# [Text excerpt]
========================================

Implications of the FTC’s Proposed Action
The FTC may consider legal action that would seek to hold acquirers liable for “assisting and facilitating deceptive and abusive telemarketing acts or practices” per the Telemarketing Sales Rule, 16 C.F.R. §310.3(b) or under other legal theories. As we understand it, the FTC believes acquirers should be held liable for all sales processed by a merchant during the course of the merchant’s business relationship with an acquirer regardless of whether the cardholder actually disputed a transaction. The industry is not designed by the Card Networks to operate in this manner, and acquirers are not guarantors to consumers or merchants except when a transaction has been disputed.
The decision to include acquirers as defendants would not only have deleterious impacts on individual acquirers but on the payment card acquiring industry as a whole. An increase in risk exposure (real or perceived), or potential losses due to merchants acting in violation of federal law, and the subsequent internal policy and procedure modifications related to this increase, is only the tip of the iceberg with respect to this proposed action. The industry reaction will result in acquirers revising their risk modeling and risk policies, which would ripple through to other participants in the payments value chain, namely merchants and consumers. To some extent, this has already begun.

========================================

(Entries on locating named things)
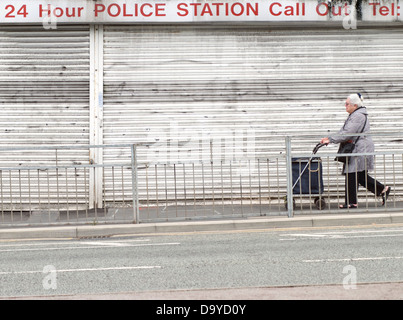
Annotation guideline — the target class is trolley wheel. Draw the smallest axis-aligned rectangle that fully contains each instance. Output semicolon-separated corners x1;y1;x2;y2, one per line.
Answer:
315;197;326;210
284;196;295;210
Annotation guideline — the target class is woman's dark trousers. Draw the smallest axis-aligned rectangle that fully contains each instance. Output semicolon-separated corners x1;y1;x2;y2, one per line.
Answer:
345;170;384;204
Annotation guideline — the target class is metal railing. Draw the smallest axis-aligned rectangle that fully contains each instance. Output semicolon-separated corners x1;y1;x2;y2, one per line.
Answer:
0;137;403;226
0;145;139;226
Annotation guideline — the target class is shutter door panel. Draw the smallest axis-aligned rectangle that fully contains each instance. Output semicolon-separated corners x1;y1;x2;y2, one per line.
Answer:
103;25;403;208
0;25;90;210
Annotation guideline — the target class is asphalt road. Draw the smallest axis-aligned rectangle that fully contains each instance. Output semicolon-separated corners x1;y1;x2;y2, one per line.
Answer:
0;225;403;299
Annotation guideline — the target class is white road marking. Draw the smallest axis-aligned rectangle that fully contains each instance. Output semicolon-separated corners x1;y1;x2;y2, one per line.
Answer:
0;242;180;252
280;229;403;241
0;266;161;275
302;257;403;263
0;239;150;248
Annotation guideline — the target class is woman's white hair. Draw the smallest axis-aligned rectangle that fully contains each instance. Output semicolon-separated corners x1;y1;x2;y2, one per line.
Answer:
348;93;364;108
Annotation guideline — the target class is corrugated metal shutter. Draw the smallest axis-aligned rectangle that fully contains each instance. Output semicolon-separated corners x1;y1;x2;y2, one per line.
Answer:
103;25;403;205
0;25;90;210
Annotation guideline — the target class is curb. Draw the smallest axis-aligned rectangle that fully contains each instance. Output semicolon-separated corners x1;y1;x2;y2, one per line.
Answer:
0;213;403;239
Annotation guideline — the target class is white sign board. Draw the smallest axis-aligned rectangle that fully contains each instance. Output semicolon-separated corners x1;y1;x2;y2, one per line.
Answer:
0;0;401;24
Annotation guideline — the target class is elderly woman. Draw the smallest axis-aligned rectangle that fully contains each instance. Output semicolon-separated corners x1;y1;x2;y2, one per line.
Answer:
321;93;391;209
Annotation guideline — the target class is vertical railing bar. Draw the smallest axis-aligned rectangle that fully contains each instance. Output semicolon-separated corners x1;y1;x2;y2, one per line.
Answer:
174;163;178;217
131;144;140;223
182;163;188;218
285;136;296;218
8;170;14;222
18;169;23;221
154;164;160;218
65;168;70;222
46;170;51;222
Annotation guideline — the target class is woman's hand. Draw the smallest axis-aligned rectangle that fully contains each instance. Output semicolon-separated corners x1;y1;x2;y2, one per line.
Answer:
320;138;330;144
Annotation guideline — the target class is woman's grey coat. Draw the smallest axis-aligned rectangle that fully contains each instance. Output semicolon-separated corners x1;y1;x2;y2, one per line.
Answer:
329;107;375;173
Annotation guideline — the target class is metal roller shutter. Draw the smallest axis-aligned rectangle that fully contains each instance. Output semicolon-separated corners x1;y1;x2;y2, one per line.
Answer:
0;25;90;210
103;25;403;206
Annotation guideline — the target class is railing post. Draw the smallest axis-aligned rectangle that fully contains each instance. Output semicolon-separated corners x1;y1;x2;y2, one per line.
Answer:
285;136;294;218
131;144;139;223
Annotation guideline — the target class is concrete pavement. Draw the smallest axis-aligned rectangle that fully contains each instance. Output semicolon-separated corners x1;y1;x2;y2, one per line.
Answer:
10;282;403;301
0;212;403;240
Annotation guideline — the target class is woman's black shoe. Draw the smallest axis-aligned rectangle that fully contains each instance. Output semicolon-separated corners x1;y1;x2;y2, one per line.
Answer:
381;187;392;206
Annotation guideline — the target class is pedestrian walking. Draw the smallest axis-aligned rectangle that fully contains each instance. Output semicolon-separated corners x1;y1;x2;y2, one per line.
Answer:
320;93;391;209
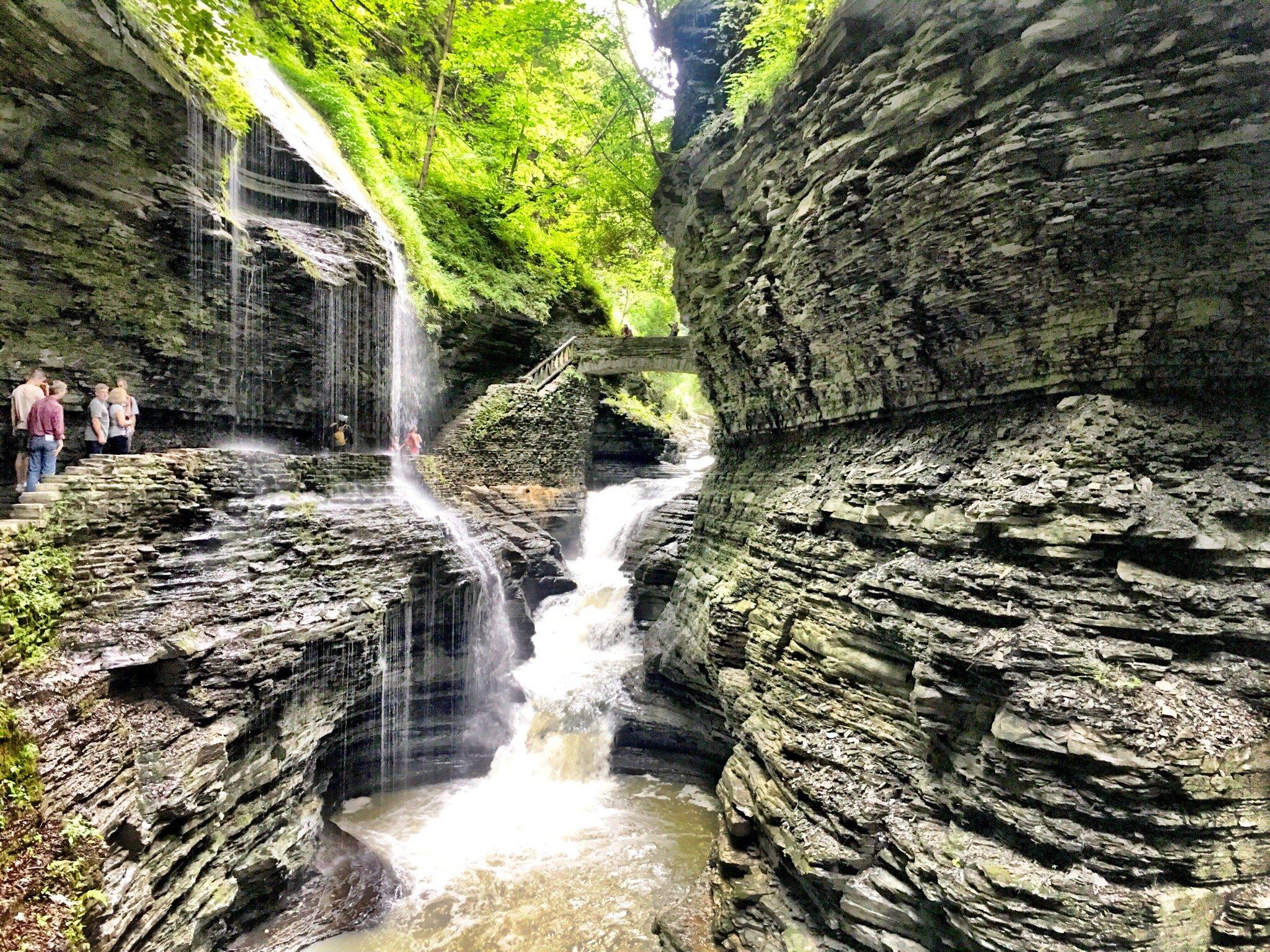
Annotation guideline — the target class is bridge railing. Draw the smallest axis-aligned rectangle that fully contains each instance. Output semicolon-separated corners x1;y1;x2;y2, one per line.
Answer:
521;337;578;390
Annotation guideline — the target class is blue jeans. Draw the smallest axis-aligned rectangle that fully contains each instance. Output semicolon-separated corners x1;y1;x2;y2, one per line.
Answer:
27;437;57;493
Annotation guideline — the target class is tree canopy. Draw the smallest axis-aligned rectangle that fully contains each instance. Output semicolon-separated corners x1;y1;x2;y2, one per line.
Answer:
126;0;673;328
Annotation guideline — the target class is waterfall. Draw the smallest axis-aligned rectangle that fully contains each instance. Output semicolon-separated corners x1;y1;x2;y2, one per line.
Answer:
378;474;692;894
300;470;715;952
198;55;513;790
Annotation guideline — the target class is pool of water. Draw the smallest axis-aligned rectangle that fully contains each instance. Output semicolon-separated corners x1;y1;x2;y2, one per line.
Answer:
302;467;716;952
302;777;715;952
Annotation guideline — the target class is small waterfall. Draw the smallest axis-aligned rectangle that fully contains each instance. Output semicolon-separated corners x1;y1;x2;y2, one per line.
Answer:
300;470;715;952
189;55;514;790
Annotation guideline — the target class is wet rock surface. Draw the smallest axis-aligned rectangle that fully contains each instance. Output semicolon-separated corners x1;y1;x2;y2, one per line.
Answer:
647;0;1270;952
658;0;1270;431
0;451;553;951
649;396;1270;951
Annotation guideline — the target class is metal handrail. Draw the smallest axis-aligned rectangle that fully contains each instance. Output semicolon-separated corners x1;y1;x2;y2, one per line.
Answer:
521;335;578;390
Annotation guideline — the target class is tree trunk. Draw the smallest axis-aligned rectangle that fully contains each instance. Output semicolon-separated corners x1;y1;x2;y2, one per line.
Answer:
419;0;457;192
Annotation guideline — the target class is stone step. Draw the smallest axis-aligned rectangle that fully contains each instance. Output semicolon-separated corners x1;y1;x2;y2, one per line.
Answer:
19;492;62;505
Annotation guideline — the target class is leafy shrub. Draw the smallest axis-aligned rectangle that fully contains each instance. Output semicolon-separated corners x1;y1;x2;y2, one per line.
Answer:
0;546;74;661
726;0;836;126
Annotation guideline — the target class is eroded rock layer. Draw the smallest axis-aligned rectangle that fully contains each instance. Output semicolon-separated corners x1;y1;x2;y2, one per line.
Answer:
0;451;562;952
647;0;1270;952
660;0;1270;431
649;396;1270;952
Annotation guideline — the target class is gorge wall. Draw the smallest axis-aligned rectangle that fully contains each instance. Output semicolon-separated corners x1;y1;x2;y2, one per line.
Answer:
0;451;562;951
646;0;1270;952
0;0;404;449
0;0;606;464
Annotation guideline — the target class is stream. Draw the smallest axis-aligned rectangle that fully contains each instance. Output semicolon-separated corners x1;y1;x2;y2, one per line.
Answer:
310;466;715;952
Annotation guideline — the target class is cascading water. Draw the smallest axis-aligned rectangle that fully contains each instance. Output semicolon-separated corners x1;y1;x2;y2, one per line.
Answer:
314;459;713;952
223;55;513;791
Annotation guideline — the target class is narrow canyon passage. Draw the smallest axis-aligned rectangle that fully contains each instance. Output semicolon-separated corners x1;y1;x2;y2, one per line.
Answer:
311;458;716;952
0;0;1270;952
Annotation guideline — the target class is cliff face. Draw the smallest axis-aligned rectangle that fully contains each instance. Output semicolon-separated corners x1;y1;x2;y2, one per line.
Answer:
0;0;404;449
0;0;605;458
0;451;562;952
647;0;1270;952
660;0;1270;431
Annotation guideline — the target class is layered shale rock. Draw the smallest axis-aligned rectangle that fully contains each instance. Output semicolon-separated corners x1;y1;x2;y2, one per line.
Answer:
0;0;393;452
0;451;560;952
660;0;1270;431
647;0;1270;952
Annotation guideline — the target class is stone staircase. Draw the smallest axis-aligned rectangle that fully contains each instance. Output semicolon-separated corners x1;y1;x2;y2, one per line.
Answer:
0;456;112;534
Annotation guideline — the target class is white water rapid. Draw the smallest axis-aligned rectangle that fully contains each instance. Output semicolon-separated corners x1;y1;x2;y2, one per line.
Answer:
313;470;714;952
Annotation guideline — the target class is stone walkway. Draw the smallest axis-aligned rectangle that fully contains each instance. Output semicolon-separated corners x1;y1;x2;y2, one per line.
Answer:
0;456;115;534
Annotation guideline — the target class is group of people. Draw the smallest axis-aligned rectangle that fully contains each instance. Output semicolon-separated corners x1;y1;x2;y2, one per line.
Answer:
9;368;138;493
326;414;423;456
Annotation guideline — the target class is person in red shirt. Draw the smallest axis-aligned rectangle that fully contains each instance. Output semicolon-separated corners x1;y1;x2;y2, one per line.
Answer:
401;426;423;456
27;379;66;493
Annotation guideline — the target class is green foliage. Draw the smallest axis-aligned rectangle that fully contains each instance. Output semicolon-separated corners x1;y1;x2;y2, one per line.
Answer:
0;546;74;661
644;371;714;424
466;390;512;442
274;57;470;307
0;703;43;831
254;0;668;320
605;390;670;433
726;0;836;126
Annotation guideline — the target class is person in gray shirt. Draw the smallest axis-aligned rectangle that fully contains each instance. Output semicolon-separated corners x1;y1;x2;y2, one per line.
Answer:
84;383;110;456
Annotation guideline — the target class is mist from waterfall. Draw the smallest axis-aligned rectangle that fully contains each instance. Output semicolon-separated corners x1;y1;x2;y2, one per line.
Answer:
304;469;713;952
203;55;514;791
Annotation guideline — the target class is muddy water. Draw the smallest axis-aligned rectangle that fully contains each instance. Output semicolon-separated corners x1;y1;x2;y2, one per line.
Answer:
313;777;715;952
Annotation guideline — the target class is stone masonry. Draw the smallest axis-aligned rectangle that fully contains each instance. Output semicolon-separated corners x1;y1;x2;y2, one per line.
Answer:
646;0;1270;952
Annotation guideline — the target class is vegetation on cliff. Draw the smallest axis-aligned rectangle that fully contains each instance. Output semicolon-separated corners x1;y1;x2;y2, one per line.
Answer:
726;0;837;126
0;537;74;666
130;0;673;332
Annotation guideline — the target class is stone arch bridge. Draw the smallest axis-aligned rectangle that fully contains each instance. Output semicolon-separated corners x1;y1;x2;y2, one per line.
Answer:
521;337;697;390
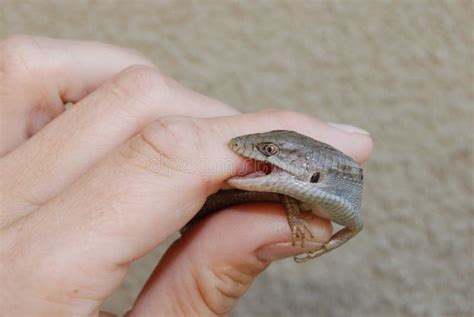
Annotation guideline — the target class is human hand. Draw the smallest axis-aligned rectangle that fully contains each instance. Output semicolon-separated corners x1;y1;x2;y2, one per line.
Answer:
0;37;372;316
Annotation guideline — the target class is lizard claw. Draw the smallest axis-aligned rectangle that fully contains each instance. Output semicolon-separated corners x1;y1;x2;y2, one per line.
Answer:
293;245;327;263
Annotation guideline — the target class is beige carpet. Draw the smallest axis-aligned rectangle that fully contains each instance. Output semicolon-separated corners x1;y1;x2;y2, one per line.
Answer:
1;0;474;317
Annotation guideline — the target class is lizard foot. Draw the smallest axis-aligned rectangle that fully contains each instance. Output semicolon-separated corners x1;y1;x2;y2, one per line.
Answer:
293;245;328;263
291;218;314;248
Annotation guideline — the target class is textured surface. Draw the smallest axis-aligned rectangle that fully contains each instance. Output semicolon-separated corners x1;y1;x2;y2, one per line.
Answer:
0;0;474;317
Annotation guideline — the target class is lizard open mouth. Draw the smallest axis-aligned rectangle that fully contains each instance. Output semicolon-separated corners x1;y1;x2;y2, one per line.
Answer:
236;160;282;178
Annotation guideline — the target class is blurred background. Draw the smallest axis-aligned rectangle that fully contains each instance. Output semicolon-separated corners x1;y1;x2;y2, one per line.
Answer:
0;0;474;317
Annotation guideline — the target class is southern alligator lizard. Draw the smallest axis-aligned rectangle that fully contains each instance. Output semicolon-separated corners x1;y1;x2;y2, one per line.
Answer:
183;130;363;263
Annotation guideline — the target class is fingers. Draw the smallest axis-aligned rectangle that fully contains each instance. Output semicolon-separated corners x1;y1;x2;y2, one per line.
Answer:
0;36;152;156
127;204;331;317
2;112;371;309
2;66;237;224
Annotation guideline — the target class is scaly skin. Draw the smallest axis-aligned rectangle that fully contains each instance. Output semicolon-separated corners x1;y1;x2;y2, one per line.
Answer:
183;130;363;263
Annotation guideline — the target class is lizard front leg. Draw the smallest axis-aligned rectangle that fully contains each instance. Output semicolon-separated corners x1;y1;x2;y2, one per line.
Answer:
279;195;314;248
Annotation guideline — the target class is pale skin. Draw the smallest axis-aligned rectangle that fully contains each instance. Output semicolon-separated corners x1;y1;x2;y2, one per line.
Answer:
0;36;372;317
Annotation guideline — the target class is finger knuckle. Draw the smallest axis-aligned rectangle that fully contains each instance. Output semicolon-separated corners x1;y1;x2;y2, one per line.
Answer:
0;35;39;78
108;65;174;114
113;65;169;98
143;117;204;159
120;117;204;177
197;265;260;316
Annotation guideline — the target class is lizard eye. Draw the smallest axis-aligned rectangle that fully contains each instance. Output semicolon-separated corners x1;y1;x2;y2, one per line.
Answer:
260;143;280;156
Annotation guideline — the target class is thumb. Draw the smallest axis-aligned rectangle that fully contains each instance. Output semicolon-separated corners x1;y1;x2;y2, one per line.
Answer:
127;204;331;317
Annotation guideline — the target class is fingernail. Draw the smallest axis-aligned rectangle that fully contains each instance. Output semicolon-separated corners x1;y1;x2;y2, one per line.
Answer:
256;241;323;261
327;122;370;135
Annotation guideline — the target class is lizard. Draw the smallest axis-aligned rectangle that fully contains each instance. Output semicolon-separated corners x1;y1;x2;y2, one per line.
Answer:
181;130;363;263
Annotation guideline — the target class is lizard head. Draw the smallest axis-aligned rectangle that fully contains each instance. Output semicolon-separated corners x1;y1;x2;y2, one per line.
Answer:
227;130;363;202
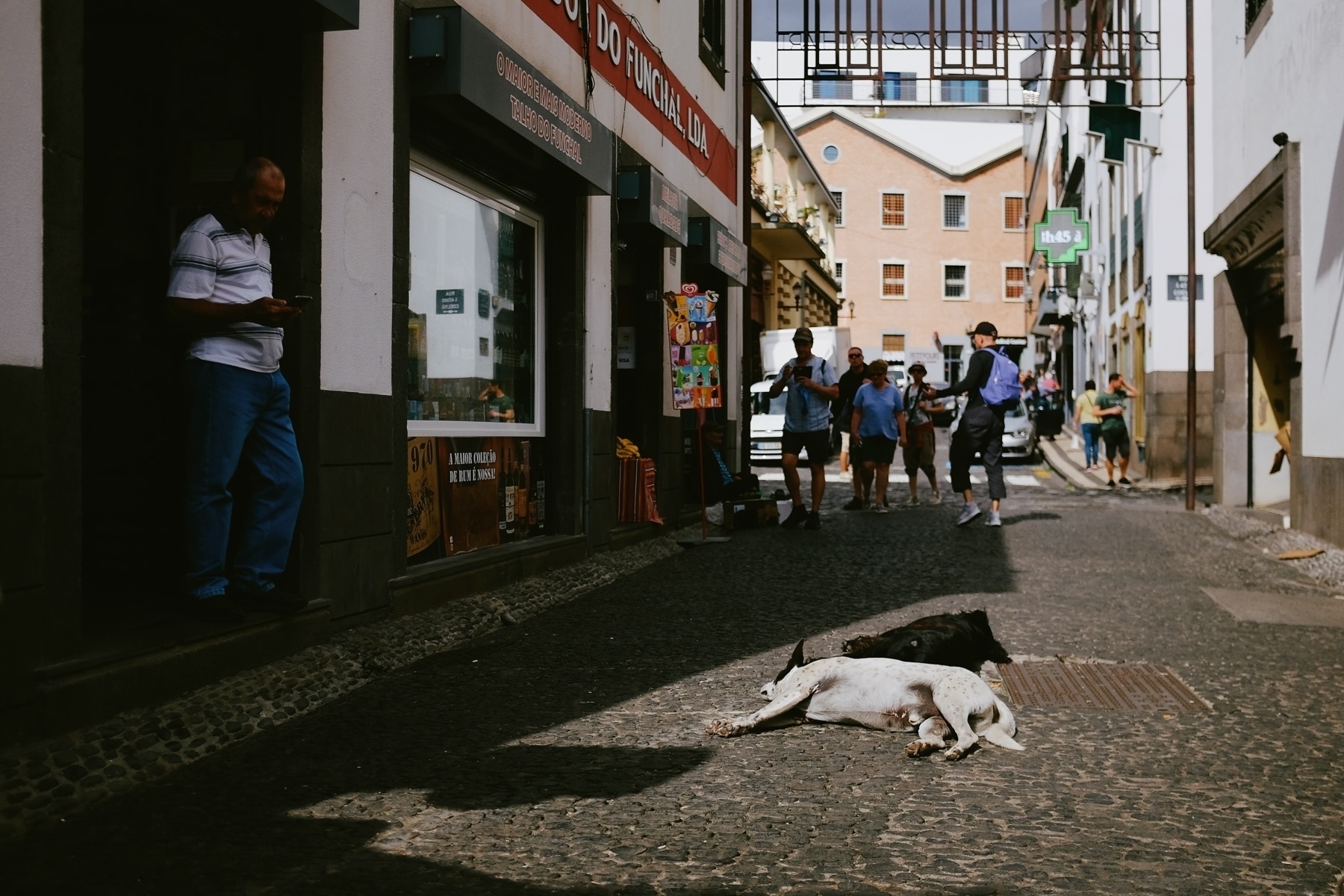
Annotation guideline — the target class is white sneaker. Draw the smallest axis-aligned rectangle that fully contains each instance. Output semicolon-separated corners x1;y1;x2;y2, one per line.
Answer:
957;504;980;525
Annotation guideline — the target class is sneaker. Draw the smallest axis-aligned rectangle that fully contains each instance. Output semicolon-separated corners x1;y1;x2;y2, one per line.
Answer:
957;504;980;525
187;594;243;622
228;588;308;614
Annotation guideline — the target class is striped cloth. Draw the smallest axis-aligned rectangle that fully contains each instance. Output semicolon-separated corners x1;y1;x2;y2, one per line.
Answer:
168;215;285;373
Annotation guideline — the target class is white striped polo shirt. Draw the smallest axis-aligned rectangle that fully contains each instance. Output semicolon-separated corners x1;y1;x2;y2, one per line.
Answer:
168;215;285;373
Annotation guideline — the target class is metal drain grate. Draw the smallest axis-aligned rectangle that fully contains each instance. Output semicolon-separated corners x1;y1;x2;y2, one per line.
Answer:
998;661;1210;712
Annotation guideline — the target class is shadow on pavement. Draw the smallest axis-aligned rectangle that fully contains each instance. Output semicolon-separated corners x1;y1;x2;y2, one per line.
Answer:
0;508;1010;895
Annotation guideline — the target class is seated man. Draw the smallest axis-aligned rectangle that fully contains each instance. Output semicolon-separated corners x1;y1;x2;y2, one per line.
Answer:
700;422;761;505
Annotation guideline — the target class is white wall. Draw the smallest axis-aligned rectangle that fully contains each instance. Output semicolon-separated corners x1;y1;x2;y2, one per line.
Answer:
1213;0;1344;457
0;0;42;367
321;1;399;395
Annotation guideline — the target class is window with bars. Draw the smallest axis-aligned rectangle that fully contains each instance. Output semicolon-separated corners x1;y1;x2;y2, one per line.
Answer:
942;264;966;298
882;262;906;298
942;193;966;230
874;71;919;102
882;193;906;227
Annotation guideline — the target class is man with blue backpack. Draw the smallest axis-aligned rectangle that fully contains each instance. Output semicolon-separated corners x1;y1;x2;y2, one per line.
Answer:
924;321;1021;525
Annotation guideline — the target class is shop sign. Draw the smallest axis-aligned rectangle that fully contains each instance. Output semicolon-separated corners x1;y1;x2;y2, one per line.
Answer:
523;0;741;204
691;217;747;286
1035;208;1092;264
662;284;723;411
434;289;467;314
1166;274;1204;302
615;165;689;246
410;7;613;193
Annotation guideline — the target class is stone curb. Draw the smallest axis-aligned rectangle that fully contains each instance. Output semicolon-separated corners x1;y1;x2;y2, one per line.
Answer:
0;536;682;839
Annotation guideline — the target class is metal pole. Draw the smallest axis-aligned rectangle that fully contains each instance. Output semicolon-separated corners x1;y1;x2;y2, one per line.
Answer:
1186;0;1199;511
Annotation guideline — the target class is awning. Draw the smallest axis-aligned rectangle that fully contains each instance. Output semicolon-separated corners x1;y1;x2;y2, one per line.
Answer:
751;220;825;261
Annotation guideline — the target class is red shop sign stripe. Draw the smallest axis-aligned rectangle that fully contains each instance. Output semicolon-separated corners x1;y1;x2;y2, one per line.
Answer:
523;0;739;204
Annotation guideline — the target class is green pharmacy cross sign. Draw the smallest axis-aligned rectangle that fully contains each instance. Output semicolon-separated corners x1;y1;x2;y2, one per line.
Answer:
1036;208;1092;264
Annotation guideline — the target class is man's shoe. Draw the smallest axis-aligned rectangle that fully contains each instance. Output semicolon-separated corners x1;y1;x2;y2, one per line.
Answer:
957;504;980;525
230;588;308;614
187;594;245;622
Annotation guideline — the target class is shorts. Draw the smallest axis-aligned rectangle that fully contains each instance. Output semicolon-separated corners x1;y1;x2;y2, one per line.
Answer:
1101;426;1129;461
900;426;938;476
781;430;830;466
859;435;897;466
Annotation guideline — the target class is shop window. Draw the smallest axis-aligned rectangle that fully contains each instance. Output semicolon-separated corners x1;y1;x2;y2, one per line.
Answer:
882;192;906;227
882;262;906;298
942;193;966;230
942;264;966;299
406;170;543;435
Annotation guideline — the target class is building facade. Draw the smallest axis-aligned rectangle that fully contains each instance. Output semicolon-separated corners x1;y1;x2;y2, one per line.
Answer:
0;0;747;740
1025;0;1223;484
1204;0;1344;545
793;108;1032;382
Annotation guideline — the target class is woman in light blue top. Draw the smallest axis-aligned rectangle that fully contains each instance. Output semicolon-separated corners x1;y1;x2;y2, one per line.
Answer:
850;358;906;513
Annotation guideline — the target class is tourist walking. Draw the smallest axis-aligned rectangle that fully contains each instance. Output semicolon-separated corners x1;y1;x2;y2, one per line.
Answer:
836;348;872;511
924;321;1021;525
850;358;906;513
1074;380;1101;470
900;361;942;505
1097;373;1139;488
770;326;840;529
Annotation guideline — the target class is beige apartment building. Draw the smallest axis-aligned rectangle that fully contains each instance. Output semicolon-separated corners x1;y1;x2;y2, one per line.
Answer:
791;109;1035;382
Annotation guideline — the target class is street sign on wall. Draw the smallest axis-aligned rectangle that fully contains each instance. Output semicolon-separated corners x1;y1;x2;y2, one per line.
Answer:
1035;208;1092;264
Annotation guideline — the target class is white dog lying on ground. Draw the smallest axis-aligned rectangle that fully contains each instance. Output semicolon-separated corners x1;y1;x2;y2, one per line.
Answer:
706;641;1023;759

========================================

# [Work to do]
a – According to the passage on the FTC's proposed action, when are acquirers guarantors to consumers or merchants?
b – Reproduce the passage on the FTC's proposed action verbatim, starting with "The decision to" and going on through "has already begun.".

# [Expected responses]
a – Only when a transaction has been disputed.

b –
The decision to include acquirers as defendants would not only have deleterious impacts on individual acquirers but on the payment card acquiring industry as a whole. An increase in risk exposure (real or perceived), or potential losses due to merchants acting in violation of federal law, and the subsequent internal policy and procedure modifications related to this increase, is only the tip of the iceberg with respect to this proposed action. The industry reaction will result in acquirers revising their risk modeling and risk policies, which would ripple through to other participants in the payments value chain, namely merchants and consumers. To some extent, this has already begun.